> [Given records]
+ + + +

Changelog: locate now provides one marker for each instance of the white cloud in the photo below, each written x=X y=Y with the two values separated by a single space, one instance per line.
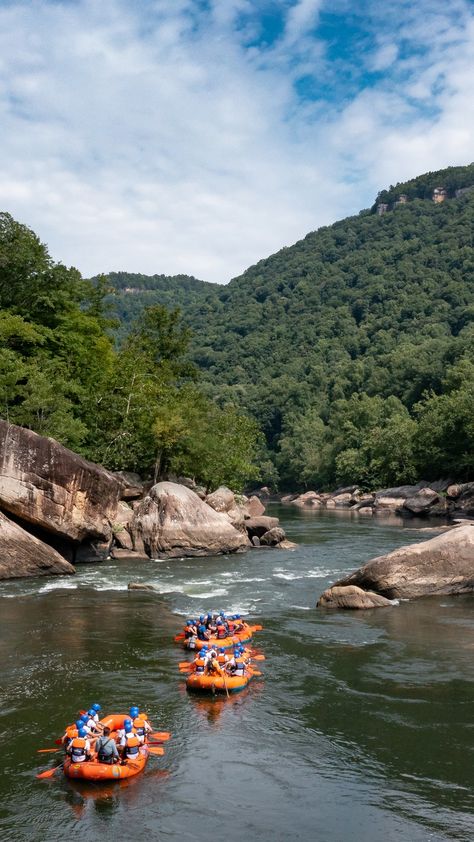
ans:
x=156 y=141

+ + + +

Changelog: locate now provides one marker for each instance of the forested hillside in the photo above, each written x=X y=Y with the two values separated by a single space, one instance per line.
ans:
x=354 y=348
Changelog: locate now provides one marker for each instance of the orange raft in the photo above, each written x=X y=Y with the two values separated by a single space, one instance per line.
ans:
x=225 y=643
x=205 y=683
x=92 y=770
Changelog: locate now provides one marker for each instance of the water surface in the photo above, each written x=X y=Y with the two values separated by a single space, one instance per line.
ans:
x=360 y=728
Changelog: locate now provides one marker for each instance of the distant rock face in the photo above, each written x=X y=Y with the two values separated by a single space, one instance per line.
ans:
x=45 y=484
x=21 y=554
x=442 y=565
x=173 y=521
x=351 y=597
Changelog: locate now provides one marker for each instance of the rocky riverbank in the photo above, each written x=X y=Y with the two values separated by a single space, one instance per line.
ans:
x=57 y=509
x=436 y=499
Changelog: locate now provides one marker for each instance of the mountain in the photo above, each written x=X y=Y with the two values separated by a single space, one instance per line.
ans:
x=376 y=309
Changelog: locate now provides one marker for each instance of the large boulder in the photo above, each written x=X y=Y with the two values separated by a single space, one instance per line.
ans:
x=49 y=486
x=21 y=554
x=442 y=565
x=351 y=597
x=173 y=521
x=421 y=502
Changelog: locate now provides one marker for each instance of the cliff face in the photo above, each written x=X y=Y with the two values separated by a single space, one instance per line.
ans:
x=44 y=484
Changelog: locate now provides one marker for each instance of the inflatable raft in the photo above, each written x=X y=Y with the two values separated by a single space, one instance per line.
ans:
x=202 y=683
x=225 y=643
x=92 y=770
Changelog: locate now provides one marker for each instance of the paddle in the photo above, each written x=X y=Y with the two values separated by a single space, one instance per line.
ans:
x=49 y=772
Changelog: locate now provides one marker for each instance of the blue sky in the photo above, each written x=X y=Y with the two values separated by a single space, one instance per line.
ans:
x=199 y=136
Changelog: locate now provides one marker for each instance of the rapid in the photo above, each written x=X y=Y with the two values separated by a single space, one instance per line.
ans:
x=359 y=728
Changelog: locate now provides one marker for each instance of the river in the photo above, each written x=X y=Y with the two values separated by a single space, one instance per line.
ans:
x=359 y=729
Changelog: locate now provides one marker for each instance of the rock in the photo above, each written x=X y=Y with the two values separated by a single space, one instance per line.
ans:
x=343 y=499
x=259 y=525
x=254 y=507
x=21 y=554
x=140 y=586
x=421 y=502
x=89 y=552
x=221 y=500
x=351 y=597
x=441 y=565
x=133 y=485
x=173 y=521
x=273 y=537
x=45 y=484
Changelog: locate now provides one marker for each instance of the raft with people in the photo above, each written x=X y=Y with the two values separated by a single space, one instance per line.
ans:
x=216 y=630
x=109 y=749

+ + + +

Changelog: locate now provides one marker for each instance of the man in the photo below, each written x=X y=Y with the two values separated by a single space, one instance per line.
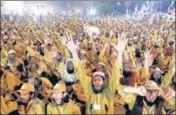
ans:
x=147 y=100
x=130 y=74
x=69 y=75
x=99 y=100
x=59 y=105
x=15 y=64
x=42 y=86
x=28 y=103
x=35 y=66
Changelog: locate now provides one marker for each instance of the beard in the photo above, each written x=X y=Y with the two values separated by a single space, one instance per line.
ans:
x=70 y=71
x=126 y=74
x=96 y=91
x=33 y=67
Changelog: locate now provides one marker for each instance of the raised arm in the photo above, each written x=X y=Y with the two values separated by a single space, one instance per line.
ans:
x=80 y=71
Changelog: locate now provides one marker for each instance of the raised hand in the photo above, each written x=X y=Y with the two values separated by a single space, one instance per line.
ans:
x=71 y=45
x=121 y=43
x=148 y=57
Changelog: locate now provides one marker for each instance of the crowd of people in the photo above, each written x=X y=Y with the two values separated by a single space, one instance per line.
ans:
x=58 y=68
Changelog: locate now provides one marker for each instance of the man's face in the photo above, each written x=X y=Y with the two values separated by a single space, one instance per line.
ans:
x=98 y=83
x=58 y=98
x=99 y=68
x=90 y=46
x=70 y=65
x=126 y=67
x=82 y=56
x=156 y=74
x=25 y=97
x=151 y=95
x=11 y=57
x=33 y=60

+ + + +

> [What to produce]
Could you return exactly the stretch of the data above that starts at the line with "of the distant" and ends at the line with "of the mountain", both lines included?

> [Task solution]
Changelog: locate now provides one marker for each instance of the distant rock face in the photo above, each written x=X y=Y with the two values separated by a single space, one instance per line.
ans:
x=45 y=484
x=21 y=554
x=442 y=565
x=173 y=521
x=351 y=597
Changelog: locate now provides one marker for each instance of the rocky riverbank in the photo above, each written x=X y=Y with the two values separated by a single space, one instance per line.
ans:
x=57 y=509
x=436 y=499
Changelog: locate now provides one marker for each instance of the mountain in the photo above, each written x=X y=Y with the two values separated by a single space, one instance per line.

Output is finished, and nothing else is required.